In the entries that follow, identify the line containing "Could you spot the ponytail" and return it together with all later lines, exactly as they appear.

* Begin Provided entries *

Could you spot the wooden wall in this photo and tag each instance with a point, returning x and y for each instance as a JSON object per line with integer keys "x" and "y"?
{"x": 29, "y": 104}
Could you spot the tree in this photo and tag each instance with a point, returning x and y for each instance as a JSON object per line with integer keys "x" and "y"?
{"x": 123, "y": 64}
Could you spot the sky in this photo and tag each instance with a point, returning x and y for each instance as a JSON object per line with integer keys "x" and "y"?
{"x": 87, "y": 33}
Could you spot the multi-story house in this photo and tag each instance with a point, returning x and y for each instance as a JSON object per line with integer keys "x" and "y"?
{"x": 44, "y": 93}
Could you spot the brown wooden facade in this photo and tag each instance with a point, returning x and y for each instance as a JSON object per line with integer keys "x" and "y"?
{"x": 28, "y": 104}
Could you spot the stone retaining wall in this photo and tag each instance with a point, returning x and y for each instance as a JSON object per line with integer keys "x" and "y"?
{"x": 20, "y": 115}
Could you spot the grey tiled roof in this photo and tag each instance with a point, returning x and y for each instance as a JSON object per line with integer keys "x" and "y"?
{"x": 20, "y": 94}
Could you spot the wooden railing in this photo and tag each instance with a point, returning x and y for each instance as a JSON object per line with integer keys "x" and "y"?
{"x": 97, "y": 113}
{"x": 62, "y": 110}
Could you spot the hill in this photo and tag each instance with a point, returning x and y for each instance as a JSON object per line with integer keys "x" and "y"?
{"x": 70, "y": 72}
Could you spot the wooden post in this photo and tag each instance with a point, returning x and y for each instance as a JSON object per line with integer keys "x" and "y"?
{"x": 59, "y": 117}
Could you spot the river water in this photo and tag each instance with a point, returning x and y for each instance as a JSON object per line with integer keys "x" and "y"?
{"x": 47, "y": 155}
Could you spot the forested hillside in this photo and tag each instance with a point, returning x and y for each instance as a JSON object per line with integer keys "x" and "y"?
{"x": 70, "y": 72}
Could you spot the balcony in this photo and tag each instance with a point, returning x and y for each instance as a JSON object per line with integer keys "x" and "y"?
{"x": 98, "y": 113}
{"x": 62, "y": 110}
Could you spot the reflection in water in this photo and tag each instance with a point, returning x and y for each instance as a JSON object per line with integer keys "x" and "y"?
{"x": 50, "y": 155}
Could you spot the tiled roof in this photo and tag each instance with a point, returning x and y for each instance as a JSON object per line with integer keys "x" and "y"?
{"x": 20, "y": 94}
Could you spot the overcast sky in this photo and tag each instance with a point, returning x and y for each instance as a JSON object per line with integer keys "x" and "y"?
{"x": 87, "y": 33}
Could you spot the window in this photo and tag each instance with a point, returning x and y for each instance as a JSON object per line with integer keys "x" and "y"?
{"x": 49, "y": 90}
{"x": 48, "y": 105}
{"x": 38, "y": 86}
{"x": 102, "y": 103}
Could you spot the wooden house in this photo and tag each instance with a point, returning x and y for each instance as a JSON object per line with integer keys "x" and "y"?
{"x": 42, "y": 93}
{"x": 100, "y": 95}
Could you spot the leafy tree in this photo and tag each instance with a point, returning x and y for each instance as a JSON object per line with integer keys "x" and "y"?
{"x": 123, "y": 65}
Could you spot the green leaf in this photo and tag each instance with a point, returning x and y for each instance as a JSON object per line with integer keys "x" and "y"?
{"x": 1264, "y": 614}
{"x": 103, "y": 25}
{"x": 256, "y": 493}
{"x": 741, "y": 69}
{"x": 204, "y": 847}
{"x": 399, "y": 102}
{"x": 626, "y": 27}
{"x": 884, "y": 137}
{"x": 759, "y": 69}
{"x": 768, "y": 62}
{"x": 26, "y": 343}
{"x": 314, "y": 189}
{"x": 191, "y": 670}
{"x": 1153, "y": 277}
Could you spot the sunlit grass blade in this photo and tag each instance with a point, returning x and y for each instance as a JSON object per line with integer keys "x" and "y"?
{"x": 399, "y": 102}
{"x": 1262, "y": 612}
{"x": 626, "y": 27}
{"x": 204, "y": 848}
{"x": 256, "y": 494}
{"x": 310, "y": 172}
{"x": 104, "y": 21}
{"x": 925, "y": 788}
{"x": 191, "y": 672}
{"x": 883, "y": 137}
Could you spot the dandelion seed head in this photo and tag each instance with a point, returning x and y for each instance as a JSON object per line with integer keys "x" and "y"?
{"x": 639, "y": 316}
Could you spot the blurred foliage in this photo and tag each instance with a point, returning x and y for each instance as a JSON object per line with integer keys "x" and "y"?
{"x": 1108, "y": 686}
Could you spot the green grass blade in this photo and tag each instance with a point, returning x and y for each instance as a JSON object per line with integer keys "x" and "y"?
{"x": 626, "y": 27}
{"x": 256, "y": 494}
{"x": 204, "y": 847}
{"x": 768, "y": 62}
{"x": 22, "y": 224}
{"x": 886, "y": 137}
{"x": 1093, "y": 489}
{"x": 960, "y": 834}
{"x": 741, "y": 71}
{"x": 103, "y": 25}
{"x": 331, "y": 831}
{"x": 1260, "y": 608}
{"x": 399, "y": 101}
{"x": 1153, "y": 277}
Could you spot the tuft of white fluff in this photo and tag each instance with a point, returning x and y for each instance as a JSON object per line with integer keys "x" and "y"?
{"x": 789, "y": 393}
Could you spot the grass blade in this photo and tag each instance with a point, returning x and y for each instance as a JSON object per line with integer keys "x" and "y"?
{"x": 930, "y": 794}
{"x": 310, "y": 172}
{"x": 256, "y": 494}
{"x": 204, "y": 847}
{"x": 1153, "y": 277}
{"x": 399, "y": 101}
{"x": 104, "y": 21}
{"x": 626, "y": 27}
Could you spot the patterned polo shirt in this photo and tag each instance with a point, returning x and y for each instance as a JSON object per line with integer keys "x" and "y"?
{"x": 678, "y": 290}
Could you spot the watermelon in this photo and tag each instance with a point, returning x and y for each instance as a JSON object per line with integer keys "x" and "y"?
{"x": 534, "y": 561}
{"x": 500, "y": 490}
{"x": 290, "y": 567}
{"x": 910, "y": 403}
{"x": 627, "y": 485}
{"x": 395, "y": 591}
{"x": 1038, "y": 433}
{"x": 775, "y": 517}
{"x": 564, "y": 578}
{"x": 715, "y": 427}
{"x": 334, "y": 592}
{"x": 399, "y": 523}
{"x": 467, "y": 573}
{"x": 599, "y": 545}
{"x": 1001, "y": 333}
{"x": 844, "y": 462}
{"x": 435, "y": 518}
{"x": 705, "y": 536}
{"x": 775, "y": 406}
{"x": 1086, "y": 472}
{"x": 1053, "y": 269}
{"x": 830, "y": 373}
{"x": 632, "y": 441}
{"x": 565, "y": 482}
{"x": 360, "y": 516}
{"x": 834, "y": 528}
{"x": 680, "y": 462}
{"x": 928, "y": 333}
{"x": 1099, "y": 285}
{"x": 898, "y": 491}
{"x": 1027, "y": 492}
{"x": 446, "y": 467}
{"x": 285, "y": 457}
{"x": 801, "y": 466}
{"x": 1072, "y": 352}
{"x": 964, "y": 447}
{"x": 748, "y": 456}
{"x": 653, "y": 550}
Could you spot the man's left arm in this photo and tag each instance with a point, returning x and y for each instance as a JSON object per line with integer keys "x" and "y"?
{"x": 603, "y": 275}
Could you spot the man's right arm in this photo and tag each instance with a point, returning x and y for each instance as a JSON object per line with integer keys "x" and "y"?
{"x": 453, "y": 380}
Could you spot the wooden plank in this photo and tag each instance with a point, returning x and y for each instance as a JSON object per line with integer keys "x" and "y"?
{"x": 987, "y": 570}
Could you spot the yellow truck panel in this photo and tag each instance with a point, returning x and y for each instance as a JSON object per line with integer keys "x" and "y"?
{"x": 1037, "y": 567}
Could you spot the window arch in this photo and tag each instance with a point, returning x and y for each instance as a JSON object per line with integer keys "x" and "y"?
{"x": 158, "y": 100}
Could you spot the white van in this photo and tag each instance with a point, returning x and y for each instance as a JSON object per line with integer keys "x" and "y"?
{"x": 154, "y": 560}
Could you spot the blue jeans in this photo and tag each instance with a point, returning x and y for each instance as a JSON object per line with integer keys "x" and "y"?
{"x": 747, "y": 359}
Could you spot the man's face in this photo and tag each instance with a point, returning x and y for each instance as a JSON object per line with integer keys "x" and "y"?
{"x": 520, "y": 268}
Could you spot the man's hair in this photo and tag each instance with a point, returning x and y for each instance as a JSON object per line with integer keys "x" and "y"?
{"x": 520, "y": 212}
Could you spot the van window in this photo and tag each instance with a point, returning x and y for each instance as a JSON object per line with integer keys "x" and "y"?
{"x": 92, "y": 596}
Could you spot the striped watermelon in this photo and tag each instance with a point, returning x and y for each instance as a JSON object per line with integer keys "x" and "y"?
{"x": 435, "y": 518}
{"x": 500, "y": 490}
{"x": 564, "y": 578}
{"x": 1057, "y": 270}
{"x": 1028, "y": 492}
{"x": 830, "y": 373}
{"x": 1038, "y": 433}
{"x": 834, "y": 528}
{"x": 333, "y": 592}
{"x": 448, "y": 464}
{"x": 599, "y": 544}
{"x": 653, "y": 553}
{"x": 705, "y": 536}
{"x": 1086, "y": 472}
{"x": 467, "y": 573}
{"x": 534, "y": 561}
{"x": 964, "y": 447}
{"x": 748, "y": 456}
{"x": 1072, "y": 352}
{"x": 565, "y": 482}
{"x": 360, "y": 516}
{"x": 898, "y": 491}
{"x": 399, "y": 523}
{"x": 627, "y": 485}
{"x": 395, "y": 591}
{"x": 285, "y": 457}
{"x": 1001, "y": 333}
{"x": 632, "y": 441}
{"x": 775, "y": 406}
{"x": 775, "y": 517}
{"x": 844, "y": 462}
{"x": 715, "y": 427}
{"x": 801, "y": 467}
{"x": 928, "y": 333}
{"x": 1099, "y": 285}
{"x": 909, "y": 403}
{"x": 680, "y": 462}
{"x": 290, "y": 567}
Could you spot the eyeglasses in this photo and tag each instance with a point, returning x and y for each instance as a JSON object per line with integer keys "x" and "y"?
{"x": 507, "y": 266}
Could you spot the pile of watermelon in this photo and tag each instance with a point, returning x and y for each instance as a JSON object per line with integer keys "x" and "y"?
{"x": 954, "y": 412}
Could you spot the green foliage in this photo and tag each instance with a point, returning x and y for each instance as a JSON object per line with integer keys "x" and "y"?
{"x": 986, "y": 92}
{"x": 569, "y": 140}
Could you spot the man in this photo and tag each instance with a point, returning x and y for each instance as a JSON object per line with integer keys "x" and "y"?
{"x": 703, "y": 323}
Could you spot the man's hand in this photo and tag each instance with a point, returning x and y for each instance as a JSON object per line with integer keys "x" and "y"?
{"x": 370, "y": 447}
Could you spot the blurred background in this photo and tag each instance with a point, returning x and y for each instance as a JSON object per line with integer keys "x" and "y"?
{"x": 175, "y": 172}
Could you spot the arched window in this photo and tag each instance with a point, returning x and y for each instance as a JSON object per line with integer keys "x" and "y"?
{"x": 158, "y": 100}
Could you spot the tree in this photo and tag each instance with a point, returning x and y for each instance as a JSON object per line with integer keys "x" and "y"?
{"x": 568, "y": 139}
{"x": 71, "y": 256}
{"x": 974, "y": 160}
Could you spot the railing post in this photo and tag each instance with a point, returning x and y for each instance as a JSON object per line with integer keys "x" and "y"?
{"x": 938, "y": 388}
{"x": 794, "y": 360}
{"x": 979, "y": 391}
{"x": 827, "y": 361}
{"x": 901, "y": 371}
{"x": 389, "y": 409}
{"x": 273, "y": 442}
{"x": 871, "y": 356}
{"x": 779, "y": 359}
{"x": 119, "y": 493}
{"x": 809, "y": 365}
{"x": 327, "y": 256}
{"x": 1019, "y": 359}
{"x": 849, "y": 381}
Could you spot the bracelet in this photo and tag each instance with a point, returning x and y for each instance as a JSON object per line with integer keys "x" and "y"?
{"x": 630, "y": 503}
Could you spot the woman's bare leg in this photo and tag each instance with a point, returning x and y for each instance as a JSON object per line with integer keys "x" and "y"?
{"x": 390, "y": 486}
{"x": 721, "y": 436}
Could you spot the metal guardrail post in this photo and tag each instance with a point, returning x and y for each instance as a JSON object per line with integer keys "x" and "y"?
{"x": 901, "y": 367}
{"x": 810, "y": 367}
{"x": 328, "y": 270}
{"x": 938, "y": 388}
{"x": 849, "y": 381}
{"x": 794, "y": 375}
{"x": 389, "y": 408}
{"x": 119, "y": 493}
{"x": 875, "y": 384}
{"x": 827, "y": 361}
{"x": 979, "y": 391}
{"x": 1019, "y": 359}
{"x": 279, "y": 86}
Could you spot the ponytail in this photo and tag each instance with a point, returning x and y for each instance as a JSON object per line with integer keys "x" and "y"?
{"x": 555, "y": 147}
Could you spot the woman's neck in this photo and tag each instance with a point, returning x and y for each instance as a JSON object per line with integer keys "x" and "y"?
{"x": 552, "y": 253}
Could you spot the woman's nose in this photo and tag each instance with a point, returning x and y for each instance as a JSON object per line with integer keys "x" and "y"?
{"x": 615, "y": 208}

* End Provided entries *

▶ _Written reply_
Could you spot the ponytail in this photo and tag each instance with a point, returning x and y for each instance as a JSON object per line with integer keys "x" and "y"?
{"x": 555, "y": 147}
Could you spot the woman's neck in this photo and tag each instance with a point, returning x and y for each instance as a JSON object per line with integer keys "x" and "y"?
{"x": 552, "y": 253}
Could you spot the woman's nose in this photo and tag each instance with a point, returning x and y for each instance as a JSON object per line with integer keys "x" and "y"?
{"x": 615, "y": 208}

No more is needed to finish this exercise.